### EXERCISE AIM
Whenever a line in the entries includes the word "distant", copy that line out.

[Saved entries]
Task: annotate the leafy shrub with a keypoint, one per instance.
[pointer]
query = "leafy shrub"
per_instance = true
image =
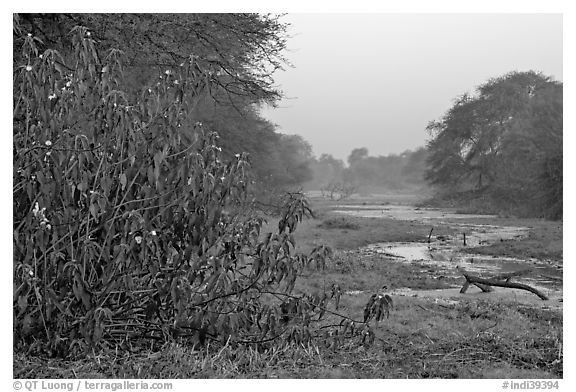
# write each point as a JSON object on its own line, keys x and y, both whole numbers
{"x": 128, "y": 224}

==

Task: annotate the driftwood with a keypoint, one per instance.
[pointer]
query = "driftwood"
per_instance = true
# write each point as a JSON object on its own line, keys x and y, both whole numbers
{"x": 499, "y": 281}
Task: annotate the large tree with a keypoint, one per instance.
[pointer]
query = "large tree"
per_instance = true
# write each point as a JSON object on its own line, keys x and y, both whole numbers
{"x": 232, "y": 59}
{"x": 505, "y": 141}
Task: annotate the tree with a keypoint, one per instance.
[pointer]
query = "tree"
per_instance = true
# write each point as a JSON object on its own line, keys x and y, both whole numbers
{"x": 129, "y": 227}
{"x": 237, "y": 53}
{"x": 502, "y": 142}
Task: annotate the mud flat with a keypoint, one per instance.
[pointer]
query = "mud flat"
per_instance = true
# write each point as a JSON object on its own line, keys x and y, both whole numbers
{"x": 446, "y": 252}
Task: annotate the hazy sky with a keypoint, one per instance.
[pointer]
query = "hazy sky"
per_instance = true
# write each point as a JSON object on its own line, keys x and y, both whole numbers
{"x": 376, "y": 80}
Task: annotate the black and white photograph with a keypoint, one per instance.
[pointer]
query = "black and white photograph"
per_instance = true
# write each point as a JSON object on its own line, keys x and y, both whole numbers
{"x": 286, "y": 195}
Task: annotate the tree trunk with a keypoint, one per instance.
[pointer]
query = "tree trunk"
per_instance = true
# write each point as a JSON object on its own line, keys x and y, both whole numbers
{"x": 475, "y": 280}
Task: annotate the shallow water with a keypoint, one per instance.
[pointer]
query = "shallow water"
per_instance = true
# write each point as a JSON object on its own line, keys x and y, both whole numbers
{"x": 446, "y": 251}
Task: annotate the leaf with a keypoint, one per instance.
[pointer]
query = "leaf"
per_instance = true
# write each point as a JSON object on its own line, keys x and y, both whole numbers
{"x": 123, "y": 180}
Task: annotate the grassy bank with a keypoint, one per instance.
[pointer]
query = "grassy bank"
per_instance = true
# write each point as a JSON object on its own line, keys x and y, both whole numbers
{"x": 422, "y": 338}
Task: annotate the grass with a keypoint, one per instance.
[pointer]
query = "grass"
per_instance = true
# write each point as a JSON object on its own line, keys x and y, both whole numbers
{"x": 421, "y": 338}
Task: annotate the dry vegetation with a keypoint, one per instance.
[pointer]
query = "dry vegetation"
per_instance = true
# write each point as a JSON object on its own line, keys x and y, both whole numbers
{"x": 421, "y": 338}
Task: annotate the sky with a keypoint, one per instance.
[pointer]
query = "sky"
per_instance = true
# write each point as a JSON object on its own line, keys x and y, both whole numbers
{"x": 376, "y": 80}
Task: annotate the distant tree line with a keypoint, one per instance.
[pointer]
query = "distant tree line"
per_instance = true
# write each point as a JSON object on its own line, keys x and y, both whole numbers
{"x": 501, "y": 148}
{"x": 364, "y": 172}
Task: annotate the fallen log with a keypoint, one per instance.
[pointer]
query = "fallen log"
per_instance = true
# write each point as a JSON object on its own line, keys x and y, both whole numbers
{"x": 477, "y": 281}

### ANSWER TO THIS TASK
Task: annotate the distant tree line with a keypoint, one per instance.
query = "distant tree line"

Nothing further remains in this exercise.